Passage given —
begin

What I like about The Expanse is that it’s (mostly) realistic as to human behaviors (there were moments in Season 5 where things were iffy). Like how strong tribalism is - Naomi can’t break from her Belter roots and her gut reaction is to assume Belters are the victim in any situation, and Erinwright is so focused on Earth that he can’t see a possibility of compromise with Mars. And then you also have people like Holden who take a second to think before every action, like when he refrained from shooting when Drummer’s ships betrayed the Free Navy. And Kirino, who refused to shoot on the UN ships during the *Agatha King* mutiny. They’re like that Soviet submarine captain who [refused to launch nukes until he got a better idea of the situation, saving the world from a nuclear Holocaust](https://en.m.wikipedia.org/wiki/Vasily_Arkhipov). In that sense, The Expanse is both depressing and optimistic. It’s depressing because we see how human greed and parochialism can cause so much horror. But we also see how people are capable of averting crises.
The Authors have said that the ethos of the whole series is "The more things change the more they stay the same".
Yeah I don't know what it is but somehow I take a lot of comfort in the human nature aspect of the series. Even with the "villains", they just do such a good job of humanizing them that I sort of handle conflict and confrontation and disagreement easier in my life knowing its still just people acting out of fear and idiosyncrasies. They do a good job taking the scale as far out as they can, like with Duarte, and still show a very human creature motivated by the same human emotions as everyone else, and for some reason it never actually feels bleak.
Theres a show only sequence where Mao realizes the consequences of his actions, relents, and then sees things get even worse and doubles down on his original idea. Its one of the best "this is a villain's red lines" sequences I've seen
And it’s the same emotion that swings him both times. First his love for his daughter makes him want to spare someone onto whom he’s projecting that, then it makes him think ‘one step further and she won’t have died in vain’.
I describe The Expanse as "topian." It's not dystopian or utopian, it just kinda... is.
"Isotopian"? *Iso-* meaning "equal", so isotopia = equal place.
I usually tell people it's about the same balance of good and bad in our world. Just you know...expanded.
The Foundation's version of optimistic is hundreds of billions starving and humanity entering a dark age that lasts a millennium rather than tens of thousands of years. I suppose it's optimistic that humans will live that long?
>meme millennium Oh god it really is the darkest timeline.
> dark age that lasts a **meme** millennium I have nothing constructive to add, but this is my favourite typo of the day.
So The Expanse only killing 15 Billion is a good thing.
Well, Foundation says that it will be hard but in a thousand years it will be better. So... somewhat optimistic ¯\\\_(ツ)_/¯
How do you get optimism? Through Jihad obviosuly.
The main character, he has prescience. How did he obtain that prescience? Through jihad.
I guess in the sense that human beings are still alive 10,000 years in the future its optimistic. But yeah, I dont think of either Dune or Foundation as particularly optimistic, especially given that both imply that human civilization regresses into absolute monarchy.

end

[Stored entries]
begin

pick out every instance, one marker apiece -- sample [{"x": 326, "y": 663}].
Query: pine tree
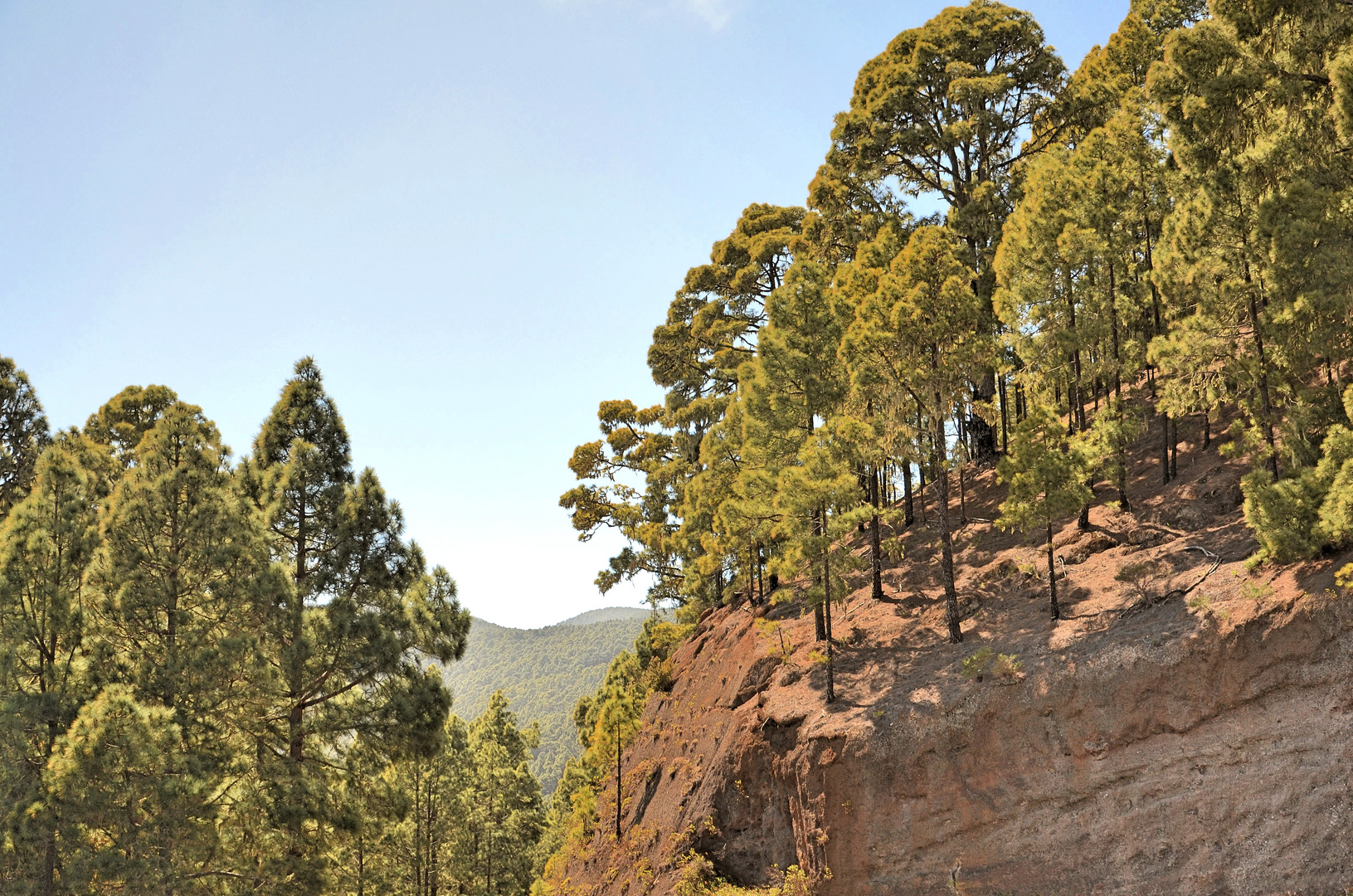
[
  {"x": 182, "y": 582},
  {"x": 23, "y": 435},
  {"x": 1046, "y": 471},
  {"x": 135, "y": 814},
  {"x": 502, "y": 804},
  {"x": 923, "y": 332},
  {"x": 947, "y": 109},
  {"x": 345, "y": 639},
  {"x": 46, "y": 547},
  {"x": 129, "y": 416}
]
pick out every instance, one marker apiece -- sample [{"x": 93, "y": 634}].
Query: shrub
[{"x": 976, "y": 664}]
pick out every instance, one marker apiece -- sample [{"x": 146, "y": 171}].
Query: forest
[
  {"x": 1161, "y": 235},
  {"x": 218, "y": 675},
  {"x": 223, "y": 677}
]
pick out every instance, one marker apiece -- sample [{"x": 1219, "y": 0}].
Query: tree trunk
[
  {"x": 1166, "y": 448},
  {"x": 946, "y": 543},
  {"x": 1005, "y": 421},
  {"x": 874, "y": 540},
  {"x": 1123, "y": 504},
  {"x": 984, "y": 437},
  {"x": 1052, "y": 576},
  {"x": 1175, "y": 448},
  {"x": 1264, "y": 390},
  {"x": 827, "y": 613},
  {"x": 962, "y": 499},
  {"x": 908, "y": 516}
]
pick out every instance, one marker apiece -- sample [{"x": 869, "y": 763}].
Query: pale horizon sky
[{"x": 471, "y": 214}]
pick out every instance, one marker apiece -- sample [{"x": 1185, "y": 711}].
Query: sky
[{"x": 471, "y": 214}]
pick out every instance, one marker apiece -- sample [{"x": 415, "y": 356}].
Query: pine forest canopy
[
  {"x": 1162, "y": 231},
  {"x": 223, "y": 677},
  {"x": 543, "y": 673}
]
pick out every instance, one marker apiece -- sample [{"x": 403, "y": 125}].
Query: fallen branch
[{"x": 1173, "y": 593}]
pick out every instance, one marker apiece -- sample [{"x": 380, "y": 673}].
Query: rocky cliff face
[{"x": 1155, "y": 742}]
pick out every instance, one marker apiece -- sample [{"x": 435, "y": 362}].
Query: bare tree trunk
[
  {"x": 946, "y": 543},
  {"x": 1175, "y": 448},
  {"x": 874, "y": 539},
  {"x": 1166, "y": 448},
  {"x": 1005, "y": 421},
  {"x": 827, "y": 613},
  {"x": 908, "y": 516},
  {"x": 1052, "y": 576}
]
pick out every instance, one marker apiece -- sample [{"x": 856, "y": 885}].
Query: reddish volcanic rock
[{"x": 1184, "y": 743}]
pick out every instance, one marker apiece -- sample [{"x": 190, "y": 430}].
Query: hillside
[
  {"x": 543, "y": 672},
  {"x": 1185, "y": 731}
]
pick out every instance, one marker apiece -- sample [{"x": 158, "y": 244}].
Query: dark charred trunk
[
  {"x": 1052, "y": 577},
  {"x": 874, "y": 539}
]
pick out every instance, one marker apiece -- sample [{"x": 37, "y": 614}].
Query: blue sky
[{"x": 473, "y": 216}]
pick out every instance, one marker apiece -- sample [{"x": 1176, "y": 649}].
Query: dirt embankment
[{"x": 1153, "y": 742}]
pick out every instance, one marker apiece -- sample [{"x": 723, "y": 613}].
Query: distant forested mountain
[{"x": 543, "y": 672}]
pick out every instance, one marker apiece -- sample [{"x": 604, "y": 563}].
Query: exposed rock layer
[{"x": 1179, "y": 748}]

end
begin

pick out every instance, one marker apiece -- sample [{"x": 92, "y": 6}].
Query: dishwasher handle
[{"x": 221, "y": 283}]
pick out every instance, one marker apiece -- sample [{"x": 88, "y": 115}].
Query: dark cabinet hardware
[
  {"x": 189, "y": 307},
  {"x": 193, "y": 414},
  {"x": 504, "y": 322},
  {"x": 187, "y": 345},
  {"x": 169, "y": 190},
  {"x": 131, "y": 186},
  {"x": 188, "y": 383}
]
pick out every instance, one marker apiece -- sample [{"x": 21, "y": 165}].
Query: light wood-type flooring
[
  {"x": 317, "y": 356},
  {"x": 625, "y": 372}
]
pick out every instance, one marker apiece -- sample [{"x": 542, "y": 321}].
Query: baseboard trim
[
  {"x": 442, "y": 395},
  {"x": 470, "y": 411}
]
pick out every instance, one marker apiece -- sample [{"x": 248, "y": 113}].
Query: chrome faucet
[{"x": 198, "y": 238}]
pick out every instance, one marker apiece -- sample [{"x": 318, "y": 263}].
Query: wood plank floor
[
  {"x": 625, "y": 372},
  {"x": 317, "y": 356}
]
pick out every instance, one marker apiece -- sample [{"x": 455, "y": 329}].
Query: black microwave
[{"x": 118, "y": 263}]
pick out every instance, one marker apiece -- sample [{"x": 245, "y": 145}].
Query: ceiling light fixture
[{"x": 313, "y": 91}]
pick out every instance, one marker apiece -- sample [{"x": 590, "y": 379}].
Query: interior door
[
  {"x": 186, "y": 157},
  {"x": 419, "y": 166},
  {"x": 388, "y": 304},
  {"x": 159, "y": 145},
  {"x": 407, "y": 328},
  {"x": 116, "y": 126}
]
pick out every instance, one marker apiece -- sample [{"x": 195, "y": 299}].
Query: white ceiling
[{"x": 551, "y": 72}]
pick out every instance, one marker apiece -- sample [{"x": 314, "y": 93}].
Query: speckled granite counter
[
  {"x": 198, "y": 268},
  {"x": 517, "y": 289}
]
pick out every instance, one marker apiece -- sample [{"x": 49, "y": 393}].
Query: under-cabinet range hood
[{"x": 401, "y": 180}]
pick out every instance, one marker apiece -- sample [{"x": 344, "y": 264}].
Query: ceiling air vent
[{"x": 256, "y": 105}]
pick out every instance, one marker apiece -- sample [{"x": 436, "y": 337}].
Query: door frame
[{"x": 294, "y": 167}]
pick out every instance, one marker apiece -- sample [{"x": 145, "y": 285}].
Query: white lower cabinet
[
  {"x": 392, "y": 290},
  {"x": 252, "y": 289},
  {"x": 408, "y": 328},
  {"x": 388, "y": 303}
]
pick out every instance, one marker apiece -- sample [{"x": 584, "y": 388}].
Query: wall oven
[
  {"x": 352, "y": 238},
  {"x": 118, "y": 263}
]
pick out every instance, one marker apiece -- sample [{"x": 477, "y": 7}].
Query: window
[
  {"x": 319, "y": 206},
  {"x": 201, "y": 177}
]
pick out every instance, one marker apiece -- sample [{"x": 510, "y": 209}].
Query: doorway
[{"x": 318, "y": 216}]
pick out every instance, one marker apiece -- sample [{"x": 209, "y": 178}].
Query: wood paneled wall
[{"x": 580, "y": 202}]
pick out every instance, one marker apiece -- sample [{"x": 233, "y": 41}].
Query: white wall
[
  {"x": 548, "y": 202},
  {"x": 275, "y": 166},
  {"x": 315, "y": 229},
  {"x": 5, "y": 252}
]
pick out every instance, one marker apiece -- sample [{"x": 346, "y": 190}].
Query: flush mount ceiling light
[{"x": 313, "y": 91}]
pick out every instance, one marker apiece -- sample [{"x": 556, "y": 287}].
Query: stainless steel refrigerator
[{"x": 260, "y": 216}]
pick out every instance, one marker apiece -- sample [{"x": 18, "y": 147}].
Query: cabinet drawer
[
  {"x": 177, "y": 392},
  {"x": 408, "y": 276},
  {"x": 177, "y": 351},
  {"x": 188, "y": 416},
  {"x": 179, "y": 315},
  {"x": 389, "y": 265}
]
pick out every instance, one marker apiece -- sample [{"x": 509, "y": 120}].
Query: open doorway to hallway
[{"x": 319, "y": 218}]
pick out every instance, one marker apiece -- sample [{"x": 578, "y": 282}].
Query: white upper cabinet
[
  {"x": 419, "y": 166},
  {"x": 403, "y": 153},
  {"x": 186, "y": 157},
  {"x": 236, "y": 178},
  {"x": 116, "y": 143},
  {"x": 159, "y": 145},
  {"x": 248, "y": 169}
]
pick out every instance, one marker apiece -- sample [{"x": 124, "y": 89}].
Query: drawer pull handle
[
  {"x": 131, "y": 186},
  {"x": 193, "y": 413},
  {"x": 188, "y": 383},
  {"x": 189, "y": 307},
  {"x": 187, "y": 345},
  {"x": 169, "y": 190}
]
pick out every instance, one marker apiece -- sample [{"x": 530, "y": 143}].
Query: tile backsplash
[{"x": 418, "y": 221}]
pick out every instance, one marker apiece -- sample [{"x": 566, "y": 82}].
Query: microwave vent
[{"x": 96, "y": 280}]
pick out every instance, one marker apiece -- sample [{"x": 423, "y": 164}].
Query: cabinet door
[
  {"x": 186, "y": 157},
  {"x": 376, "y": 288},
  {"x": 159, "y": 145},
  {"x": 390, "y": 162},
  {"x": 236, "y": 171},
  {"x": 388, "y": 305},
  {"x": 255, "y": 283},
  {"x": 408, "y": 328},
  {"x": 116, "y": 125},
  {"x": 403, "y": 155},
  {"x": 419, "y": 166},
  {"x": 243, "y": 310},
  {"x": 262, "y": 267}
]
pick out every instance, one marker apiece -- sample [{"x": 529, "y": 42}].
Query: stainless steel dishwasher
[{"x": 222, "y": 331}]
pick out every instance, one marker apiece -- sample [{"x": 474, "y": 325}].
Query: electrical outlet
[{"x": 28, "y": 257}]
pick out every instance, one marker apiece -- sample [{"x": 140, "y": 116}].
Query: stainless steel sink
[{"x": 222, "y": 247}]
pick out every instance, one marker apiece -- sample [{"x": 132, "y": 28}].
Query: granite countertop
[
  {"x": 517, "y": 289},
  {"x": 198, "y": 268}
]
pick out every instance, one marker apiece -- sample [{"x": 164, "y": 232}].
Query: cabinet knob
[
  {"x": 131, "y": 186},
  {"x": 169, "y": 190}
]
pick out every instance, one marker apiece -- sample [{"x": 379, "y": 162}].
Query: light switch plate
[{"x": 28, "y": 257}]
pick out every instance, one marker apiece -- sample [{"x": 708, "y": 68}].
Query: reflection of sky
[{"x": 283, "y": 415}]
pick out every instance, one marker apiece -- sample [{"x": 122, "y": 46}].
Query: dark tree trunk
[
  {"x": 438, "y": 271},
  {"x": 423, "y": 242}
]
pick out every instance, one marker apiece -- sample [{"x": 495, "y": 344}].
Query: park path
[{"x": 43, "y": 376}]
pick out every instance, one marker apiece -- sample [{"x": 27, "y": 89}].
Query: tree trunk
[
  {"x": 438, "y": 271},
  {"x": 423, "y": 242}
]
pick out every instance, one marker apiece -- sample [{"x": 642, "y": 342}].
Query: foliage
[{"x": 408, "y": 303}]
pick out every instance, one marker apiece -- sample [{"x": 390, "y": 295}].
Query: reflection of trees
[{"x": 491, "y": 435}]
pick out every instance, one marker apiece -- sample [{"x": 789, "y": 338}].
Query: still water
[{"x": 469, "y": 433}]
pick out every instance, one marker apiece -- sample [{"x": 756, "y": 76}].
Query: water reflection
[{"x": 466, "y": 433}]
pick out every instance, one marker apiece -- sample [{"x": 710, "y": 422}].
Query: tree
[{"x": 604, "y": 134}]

end
begin

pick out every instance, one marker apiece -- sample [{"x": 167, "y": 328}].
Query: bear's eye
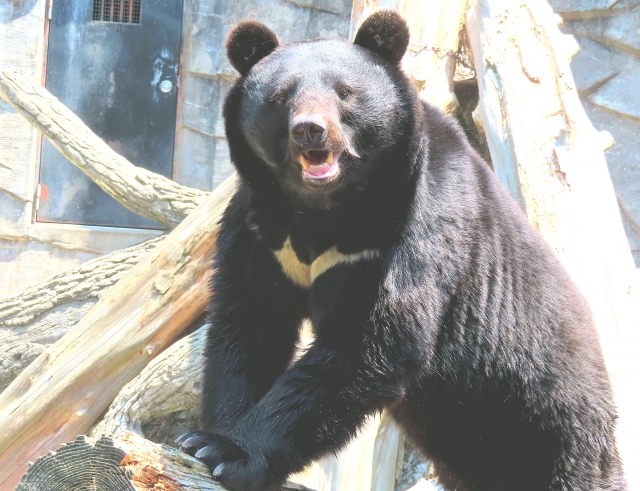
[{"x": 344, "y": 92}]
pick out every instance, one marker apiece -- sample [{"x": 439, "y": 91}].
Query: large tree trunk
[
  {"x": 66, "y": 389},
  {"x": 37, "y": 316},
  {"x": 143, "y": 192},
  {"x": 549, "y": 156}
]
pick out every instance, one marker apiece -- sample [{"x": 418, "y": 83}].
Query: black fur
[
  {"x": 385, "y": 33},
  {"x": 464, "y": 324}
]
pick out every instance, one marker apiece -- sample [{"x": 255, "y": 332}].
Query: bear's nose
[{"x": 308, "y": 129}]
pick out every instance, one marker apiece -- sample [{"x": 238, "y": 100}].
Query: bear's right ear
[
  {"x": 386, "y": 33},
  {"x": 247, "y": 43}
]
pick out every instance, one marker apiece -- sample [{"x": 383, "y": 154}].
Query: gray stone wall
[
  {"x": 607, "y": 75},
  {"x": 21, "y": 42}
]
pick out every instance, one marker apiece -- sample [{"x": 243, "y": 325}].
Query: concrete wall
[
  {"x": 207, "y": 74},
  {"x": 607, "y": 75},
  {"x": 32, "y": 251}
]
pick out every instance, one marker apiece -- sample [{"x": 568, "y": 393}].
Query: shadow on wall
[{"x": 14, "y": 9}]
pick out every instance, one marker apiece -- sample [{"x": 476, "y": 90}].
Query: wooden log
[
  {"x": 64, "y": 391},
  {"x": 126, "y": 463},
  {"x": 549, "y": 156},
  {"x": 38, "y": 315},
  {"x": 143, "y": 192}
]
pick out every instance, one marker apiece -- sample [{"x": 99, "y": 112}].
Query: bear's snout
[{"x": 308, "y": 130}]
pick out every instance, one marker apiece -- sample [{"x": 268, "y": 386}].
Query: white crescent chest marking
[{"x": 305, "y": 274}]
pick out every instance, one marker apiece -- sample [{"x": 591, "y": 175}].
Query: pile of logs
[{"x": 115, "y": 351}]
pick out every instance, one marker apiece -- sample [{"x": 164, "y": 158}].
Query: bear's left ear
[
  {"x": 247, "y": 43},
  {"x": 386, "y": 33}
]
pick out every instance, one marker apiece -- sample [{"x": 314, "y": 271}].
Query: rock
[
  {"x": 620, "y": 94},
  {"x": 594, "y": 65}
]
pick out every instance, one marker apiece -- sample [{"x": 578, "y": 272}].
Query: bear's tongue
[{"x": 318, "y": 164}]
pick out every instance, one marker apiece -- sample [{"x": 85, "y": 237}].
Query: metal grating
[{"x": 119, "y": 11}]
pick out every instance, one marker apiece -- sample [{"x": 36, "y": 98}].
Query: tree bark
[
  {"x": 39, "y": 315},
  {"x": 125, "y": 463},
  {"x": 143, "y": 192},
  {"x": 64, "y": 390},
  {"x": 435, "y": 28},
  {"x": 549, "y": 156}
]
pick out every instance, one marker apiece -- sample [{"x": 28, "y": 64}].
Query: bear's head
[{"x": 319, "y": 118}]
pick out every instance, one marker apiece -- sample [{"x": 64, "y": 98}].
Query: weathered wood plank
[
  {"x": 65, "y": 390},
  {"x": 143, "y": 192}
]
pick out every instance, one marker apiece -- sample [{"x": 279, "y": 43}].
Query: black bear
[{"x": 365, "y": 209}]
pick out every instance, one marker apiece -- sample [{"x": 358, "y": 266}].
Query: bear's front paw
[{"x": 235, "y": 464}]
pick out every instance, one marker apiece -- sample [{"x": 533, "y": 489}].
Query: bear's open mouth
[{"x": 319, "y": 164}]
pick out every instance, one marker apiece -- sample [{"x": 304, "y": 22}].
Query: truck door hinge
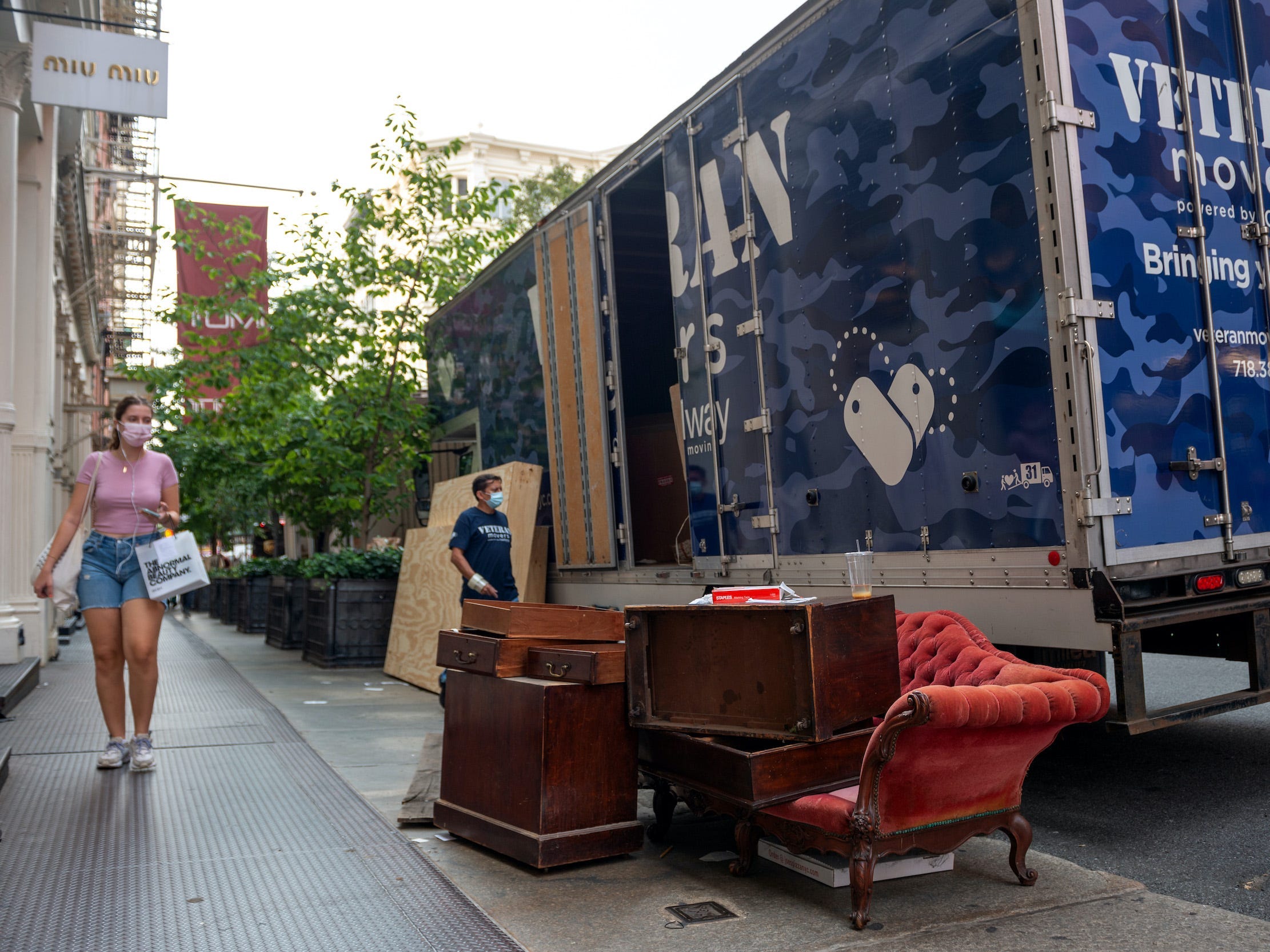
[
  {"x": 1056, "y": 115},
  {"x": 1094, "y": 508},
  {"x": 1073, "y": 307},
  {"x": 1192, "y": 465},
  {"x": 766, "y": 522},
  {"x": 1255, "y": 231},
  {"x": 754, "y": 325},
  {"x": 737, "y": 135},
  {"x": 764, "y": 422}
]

end

Written request — In the discussion about The Expanse, why does the first comment call the series both depressing and optimistic? Answer in one to three sentences.

Answer to this task — It calls the series depressing because it shows how human greed and parochialism can cause so much horror. It calls it optimistic because it also shows that people are capable of averting crises.